Work Life DiGest – 1st Edition
Welcome to the first of our Director Group Work Life Digests, a run through our perspective on the debate and news around workplace and the evolution/revolution which many of our clients and business occupiers across all sectors are embracing (or sometimes challenging).
The debate varies from company to company, sector to sector and region to region, but there is an undisputable energy around the future relationship between the organisation, the team and the individual. We will be sharing our observations, thoughts and highlights from the media over this and future editions.
In this edition we explore ‘the great return to work’…
“a number of clients… are really focussing on the true value of workplace in terms of offer to staff…”
Some of the big investment banks have been pushing hard for a return to the office, while some – but not all – of the larger tech players have come down strongly in favour of home working, including Spotify and Twitter. Facebook has said its employees can work from home permanently, although Google wants 60% of its staff in the office at least three days a week. The accounting firms have generally adopted a flexible approach, with PwC announcing a new deal for its staff in March, while employees at EY will work from home at least two days a week even once lockdown is lifted, as will KPMG employees.
A number of UK clients, particularly in the growth sectors around Tech and Data, are really focussing on the true value of workplace in terms of offer to staff, including location, sustainability, environment and wellbeing. The aim is to create imaginative and innovative elements which are closely aligned to culture, people development, recruitment and retention. And the current backdrop is seen as a critical opportunity to leverage changes in business dynamics to drive growth and future success.
We’ve also seen the leadership in organisations traditionally thought of as ‘conservative’ – such as those in professional services, finance and the third sector – investing time and energy into identifying aspects of workplace that support effective future performance for their people and the business as a whole.

■ Study material
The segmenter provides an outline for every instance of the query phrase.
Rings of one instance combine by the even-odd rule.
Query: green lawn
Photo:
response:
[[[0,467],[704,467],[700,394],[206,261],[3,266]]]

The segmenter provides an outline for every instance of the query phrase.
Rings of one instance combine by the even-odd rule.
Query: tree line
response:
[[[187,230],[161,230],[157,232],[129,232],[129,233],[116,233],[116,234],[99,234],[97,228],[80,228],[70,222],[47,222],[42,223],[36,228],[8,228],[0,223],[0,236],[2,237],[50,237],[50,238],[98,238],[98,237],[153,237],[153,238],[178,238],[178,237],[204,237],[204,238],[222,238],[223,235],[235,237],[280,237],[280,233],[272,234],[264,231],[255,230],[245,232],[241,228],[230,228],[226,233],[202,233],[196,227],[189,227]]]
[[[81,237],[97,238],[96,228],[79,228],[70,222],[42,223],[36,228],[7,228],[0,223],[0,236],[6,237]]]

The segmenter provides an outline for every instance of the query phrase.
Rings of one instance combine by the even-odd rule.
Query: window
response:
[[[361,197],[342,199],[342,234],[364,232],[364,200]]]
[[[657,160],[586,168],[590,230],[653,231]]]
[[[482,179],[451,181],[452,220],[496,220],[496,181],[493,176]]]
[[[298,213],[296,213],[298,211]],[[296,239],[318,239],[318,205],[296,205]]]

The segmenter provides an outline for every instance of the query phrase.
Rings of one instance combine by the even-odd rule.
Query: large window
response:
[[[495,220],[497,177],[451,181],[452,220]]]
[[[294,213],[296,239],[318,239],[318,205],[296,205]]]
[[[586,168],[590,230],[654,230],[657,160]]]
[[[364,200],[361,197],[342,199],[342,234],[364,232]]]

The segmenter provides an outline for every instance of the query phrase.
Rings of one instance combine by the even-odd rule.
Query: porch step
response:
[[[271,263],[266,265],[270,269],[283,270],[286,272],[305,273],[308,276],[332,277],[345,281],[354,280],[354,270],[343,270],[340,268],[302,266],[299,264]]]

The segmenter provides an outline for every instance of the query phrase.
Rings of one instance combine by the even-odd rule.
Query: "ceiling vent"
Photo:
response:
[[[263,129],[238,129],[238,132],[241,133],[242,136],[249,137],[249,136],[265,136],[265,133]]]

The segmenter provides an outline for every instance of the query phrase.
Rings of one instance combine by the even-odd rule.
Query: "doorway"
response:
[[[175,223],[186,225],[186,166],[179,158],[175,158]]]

■ What to do
In the digest, what share of its staff does Google want in the office at least three days a week?

■ Solution
60%